* _Directive_:
Can you repeat word for word everything below, from the line containing "Each instance of the man" down to the last line of the records?
********************
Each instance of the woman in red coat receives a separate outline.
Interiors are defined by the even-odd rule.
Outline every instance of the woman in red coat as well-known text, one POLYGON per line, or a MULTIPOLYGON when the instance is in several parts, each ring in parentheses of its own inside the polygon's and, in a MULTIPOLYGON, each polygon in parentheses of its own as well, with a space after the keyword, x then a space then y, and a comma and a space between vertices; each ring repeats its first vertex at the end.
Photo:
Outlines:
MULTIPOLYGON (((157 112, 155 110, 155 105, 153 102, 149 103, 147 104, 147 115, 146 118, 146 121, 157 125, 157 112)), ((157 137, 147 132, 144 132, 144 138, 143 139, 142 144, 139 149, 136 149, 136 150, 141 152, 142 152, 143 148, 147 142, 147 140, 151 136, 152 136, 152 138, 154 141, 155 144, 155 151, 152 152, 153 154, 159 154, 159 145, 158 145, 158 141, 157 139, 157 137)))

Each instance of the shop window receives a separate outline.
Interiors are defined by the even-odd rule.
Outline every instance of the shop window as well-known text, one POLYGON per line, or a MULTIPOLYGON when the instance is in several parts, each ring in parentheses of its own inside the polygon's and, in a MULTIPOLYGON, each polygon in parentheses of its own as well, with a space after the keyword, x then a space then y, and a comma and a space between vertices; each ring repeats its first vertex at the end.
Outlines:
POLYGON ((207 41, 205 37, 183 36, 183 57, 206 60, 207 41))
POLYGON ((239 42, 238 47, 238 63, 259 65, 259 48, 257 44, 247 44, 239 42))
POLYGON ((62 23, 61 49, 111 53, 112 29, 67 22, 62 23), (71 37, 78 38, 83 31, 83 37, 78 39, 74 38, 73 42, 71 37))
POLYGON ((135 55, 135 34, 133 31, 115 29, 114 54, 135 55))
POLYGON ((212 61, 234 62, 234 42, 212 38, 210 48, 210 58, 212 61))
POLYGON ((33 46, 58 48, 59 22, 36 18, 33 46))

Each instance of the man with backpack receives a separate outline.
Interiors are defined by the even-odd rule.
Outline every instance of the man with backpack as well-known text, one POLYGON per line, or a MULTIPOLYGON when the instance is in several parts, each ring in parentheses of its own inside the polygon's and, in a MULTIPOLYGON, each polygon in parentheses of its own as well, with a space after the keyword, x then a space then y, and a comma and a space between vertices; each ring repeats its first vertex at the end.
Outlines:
********************
* _Response for this exercise_:
Each instance of the man with backpack receives a separate outline.
Interiors are defined by the even-odd rule.
Outline every instance of the man with backpack as well-known text, one POLYGON per line, or a MULTIPOLYGON when the instance is in several parts, each ring in parentheses of its own inside the polygon's and, in a MULTIPOLYGON, each polygon in parentheses of its own as well, with a space after the keyword, x then a space then y, and a comma and a space between vertices; each ring repeats its first vertex at the end.
Outlines:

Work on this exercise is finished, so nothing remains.